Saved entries
◆ ◆ ◆ ◆

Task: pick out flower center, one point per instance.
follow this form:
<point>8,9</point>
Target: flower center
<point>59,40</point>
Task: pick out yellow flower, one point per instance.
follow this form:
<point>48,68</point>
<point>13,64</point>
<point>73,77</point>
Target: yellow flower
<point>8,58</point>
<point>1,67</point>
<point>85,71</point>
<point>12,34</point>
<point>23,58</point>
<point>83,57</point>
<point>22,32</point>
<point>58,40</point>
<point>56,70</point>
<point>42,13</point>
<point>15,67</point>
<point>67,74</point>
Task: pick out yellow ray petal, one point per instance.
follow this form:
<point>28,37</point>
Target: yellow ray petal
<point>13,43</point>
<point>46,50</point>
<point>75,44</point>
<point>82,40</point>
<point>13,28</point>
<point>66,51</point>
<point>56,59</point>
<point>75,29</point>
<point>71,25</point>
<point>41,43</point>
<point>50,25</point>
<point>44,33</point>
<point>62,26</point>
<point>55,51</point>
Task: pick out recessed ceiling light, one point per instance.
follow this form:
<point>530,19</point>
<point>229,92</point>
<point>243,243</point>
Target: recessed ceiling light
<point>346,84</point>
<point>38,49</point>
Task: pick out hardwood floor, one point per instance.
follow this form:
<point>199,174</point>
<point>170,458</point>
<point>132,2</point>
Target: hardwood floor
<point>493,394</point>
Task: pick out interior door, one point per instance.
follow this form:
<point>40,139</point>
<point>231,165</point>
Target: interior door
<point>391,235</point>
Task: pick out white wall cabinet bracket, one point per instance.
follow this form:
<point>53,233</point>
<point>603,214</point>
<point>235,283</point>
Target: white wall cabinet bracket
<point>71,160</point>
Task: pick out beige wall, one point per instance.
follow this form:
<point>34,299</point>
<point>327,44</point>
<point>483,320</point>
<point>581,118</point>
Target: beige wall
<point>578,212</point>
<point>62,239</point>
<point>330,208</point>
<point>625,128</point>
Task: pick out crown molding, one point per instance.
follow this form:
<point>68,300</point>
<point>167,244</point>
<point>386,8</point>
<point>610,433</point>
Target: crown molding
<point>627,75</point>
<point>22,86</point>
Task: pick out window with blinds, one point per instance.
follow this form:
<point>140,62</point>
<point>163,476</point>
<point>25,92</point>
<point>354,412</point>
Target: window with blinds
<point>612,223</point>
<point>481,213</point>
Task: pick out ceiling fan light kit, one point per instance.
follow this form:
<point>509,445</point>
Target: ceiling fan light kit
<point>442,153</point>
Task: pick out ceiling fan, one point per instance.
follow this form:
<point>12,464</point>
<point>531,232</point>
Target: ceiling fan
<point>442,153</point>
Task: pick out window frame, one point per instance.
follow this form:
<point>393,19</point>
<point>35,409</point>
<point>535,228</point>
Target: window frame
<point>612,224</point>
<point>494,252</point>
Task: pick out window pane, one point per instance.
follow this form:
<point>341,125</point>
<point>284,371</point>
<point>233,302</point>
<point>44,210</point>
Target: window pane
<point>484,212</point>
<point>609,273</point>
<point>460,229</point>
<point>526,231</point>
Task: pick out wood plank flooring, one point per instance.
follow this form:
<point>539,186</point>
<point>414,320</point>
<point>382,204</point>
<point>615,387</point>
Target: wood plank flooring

◆ ◆ ◆ ◆

_Aim:_
Format every line of the listing above as a numbered list, omitting any blank lines.

_Written solution:_
1. Task: pick out flower center, one point per instance.
2. follow this form:
3. <point>8,9</point>
4. Target: flower center
5. <point>59,40</point>
6. Task: pick out yellow flower, one point per instance.
7. follow this form:
8. <point>48,68</point>
9. <point>13,64</point>
10. <point>73,77</point>
11. Target: yellow flower
12. <point>8,58</point>
13. <point>1,67</point>
14. <point>85,71</point>
15. <point>12,34</point>
16. <point>23,58</point>
17. <point>83,57</point>
18. <point>22,32</point>
19. <point>58,40</point>
20. <point>56,70</point>
21. <point>42,13</point>
22. <point>15,67</point>
23. <point>67,74</point>
24. Task: pick out yellow ray petal, one point per instance.
25. follow this form:
26. <point>28,37</point>
27. Target: yellow ray petal
28. <point>13,43</point>
29. <point>46,50</point>
30. <point>75,44</point>
31. <point>82,40</point>
32. <point>13,28</point>
33. <point>66,51</point>
34. <point>56,59</point>
35. <point>75,29</point>
36. <point>71,25</point>
37. <point>41,43</point>
38. <point>50,25</point>
39. <point>44,33</point>
40. <point>62,26</point>
41. <point>55,51</point>
42. Task: pick out recessed ceiling light, one point per instance.
43. follow this form:
44. <point>530,19</point>
45. <point>229,92</point>
46. <point>243,243</point>
47. Target: recessed ceiling light
48. <point>346,84</point>
49. <point>38,49</point>
50. Task: pick out hardwood floor, one point per instance.
51. follow this form:
52. <point>199,174</point>
53. <point>170,458</point>
54. <point>132,2</point>
55. Target: hardwood floor
56. <point>493,394</point>
57. Task: pick out interior door, one point per instance.
58. follow this form:
59. <point>40,139</point>
60. <point>231,165</point>
61. Target: interior door
62. <point>391,235</point>
63. Task: pick out white wall cabinet bracket, one point per instance.
64. follow this form:
65. <point>53,233</point>
66. <point>603,214</point>
67. <point>235,283</point>
68. Target: white wall cabinet bracket
69. <point>71,160</point>
70. Task: pick out beige wall, one point per instance.
71. follow this form:
72. <point>34,299</point>
73. <point>327,44</point>
74. <point>483,320</point>
75. <point>581,118</point>
76. Target: beige wall
77. <point>578,212</point>
78. <point>62,239</point>
79. <point>330,208</point>
80. <point>625,128</point>
81. Task: pick out crown molding, one point per instance.
82. follow this form:
83. <point>68,300</point>
84. <point>167,244</point>
85. <point>386,8</point>
86. <point>610,433</point>
87. Target: crown molding
88. <point>627,75</point>
89. <point>22,86</point>
90. Task: pick out window with blinds, one point per instance.
91. follow this form:
92. <point>140,62</point>
93. <point>163,476</point>
94. <point>25,92</point>
95. <point>354,412</point>
96. Target: window with blinds
97. <point>612,223</point>
98. <point>481,213</point>
99. Task: pick out ceiling fan light kit, one point per instance.
100. follow this form:
101. <point>509,445</point>
102. Target: ceiling fan light kit
103. <point>442,153</point>
104. Task: pick out ceiling fan, one point per instance.
105. follow this form:
106. <point>12,464</point>
107. <point>531,232</point>
108. Target: ceiling fan
109. <point>442,153</point>
110. Task: pick out window frame, one point per instance.
111. follow this form:
112. <point>393,19</point>
113. <point>35,409</point>
114. <point>535,228</point>
115. Target: window frame
116. <point>612,224</point>
117. <point>494,252</point>
118. Task: pick out window pane, one point per instance.
119. follow this form:
120. <point>341,125</point>
121. <point>284,371</point>
122. <point>233,302</point>
123. <point>44,210</point>
124. Target: window pane
125. <point>484,212</point>
126. <point>609,273</point>
127. <point>460,229</point>
128. <point>526,231</point>
129. Task: pick out wood plank flooring, one point per instance.
130. follow this form:
131. <point>539,186</point>
132. <point>414,320</point>
133. <point>382,204</point>
134. <point>615,387</point>
135. Target: wood plank flooring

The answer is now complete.